* **Description of the task**
Only the lines from the one with "of the muddy" through the end of the data are wanted, copied exactly.

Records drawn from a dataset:
· · · · · · ·
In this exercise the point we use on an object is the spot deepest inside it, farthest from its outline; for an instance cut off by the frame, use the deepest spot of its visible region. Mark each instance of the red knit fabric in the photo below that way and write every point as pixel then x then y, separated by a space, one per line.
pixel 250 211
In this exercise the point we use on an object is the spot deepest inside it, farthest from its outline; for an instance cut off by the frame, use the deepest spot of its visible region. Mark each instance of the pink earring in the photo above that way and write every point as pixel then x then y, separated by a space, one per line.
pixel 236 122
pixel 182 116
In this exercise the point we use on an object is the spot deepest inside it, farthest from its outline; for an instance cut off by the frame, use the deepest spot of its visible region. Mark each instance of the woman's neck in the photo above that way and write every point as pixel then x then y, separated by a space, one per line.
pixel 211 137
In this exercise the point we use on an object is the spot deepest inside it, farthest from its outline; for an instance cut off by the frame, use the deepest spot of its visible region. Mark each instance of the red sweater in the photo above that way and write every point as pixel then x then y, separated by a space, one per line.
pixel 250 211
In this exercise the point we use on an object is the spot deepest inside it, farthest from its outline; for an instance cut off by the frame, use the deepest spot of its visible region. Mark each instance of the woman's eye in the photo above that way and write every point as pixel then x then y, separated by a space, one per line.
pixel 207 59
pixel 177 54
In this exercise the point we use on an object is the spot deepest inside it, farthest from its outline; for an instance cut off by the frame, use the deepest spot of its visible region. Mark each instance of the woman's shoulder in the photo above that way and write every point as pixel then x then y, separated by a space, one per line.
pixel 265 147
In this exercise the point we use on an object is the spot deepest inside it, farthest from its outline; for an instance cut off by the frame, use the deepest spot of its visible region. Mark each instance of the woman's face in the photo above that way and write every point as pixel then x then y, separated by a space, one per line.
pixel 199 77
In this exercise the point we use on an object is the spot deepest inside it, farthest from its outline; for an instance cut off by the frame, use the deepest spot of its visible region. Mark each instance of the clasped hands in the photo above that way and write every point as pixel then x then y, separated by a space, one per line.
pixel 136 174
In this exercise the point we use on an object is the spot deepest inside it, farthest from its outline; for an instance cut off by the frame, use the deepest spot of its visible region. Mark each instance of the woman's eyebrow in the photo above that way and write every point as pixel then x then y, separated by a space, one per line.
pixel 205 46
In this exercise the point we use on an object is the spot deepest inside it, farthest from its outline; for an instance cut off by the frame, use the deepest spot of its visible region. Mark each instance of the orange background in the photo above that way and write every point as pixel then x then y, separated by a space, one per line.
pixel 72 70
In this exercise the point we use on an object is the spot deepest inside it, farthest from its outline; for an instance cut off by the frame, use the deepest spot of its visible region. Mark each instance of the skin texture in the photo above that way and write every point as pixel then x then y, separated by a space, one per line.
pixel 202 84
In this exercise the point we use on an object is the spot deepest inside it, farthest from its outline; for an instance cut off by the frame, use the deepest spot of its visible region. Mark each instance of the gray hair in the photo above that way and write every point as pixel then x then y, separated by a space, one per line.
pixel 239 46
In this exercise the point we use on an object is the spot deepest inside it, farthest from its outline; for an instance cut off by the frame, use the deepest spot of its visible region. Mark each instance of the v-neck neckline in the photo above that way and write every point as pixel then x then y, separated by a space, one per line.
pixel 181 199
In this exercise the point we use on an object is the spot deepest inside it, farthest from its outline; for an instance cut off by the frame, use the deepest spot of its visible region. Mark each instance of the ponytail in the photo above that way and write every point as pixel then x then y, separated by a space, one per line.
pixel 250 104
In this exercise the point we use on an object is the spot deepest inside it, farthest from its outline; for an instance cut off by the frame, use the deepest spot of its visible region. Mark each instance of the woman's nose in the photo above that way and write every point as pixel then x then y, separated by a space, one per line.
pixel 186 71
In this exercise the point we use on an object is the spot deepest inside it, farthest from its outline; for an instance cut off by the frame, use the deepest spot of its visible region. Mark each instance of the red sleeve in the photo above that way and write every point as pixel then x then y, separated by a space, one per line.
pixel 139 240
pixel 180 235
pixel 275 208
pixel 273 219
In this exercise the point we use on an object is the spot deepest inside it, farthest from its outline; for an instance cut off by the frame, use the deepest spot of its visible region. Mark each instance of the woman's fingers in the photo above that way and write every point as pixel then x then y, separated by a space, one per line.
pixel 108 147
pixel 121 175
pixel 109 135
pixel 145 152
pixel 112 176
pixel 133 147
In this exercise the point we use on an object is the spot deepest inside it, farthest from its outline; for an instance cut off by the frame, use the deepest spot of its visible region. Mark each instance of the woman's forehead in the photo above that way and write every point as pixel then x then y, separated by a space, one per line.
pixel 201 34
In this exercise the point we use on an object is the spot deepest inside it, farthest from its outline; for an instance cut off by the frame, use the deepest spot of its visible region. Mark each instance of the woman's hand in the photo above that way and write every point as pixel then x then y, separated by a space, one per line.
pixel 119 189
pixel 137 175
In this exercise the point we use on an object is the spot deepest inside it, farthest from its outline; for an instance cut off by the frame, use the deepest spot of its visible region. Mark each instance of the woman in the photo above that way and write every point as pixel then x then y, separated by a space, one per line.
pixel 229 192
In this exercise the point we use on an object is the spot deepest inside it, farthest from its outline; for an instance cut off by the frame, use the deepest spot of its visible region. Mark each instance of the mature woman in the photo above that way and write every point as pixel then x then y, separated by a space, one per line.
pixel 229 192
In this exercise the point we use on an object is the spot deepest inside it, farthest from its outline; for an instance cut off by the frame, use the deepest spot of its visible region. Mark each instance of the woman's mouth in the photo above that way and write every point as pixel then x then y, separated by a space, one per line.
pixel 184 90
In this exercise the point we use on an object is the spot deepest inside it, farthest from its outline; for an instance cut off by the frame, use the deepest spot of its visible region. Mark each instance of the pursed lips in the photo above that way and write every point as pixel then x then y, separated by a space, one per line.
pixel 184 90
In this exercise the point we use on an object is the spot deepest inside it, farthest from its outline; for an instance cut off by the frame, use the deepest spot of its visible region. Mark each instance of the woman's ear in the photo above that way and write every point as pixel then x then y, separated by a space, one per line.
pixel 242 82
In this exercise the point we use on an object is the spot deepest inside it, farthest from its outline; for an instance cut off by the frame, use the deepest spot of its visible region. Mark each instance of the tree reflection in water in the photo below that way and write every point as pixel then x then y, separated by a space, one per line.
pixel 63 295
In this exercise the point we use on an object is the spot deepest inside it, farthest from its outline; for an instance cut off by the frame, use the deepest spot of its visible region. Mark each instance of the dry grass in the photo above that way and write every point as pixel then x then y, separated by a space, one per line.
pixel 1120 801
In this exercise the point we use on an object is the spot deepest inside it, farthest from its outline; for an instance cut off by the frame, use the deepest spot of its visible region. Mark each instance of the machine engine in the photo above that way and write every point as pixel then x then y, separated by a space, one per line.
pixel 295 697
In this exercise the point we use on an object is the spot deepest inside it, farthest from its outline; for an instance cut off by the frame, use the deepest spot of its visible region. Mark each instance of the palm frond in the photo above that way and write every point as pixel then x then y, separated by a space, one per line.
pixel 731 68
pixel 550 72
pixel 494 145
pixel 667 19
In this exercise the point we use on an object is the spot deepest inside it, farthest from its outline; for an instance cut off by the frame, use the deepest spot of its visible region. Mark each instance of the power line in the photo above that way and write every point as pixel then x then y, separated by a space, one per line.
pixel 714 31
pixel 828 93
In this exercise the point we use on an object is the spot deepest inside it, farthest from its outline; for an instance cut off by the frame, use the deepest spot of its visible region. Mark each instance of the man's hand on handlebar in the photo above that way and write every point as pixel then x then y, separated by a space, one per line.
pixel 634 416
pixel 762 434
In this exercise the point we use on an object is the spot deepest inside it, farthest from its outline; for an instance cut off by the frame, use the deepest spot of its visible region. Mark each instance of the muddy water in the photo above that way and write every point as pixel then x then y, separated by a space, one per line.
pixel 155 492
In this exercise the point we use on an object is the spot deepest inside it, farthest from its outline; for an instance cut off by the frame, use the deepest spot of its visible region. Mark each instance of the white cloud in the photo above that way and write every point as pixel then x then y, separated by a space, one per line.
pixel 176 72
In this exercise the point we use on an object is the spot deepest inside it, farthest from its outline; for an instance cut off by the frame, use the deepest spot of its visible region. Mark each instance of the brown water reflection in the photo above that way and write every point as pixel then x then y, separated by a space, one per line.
· · · · · · ·
* **Reply**
In this exercise the point we use on an object is the spot deepest inside it, farthest from its outline; for an instance cut off by the frame, use the deepest spot of its visible region. Mark each instance of the muddy water in the photo above that way and write every point as pixel then x then y, separated by a space, one per line.
pixel 155 492
In this exercise the point we use on an object is the spot deepest inside it, farthest from its outline; for an instance cut off by the frame, use the deepest spot of its visible region. Mark each instance of the white cloud in the photo above that way and write every point as pixel then x then y, separated by a space, one per line.
pixel 176 72
In this exercise the point we use on an object is the spot deepest inside it, farthest from its outline; for an instance cut off by the frame, use the deepest spot of its visible region. Mark each instance of the brown water reflection in the photo above that way and write every point as pixel then x then y, separated by a space, one per line.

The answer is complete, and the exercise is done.